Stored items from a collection
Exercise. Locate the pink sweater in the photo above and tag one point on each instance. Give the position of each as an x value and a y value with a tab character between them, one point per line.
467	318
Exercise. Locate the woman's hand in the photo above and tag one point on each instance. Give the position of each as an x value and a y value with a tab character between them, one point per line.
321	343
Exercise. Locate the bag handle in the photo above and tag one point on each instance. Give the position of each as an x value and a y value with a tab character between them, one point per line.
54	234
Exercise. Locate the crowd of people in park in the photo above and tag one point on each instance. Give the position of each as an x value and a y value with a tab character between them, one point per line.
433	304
...
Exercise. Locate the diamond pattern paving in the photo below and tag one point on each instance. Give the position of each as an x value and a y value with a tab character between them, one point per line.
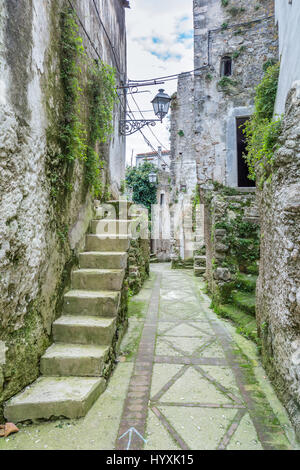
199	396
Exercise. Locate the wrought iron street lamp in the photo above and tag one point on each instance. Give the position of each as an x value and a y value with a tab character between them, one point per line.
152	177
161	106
...
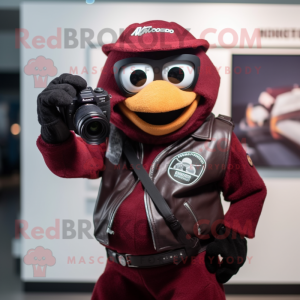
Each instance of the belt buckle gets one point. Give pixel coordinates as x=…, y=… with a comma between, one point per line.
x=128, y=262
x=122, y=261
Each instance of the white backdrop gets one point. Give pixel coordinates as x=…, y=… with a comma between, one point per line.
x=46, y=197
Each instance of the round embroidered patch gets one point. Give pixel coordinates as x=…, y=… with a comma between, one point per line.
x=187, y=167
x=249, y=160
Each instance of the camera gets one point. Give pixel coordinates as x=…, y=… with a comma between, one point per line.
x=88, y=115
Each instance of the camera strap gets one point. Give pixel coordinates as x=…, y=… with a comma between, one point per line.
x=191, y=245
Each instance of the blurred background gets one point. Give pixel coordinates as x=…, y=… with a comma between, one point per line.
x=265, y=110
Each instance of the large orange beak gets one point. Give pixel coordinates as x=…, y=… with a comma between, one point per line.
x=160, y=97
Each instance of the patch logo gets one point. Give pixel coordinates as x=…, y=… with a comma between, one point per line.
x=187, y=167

• **Task goal**: Reproduce the listing above from the line with "Each instance of the belt" to the line with "x=46, y=197", both included, keeping the requests unchanged. Scale every coordinate in the answers by 2.1 and round to the nearest whole number, with halves rounded up.

• **Exercise answer**:
Each instance of the belt buckle gets one point. Give pixel coordinates as x=…, y=… with a comma between, one point per line.
x=269, y=550
x=256, y=548
Each instance of the white backdrop gets one point. Give pixel coordinates as x=…, y=… with a comma between, one point per line.
x=97, y=414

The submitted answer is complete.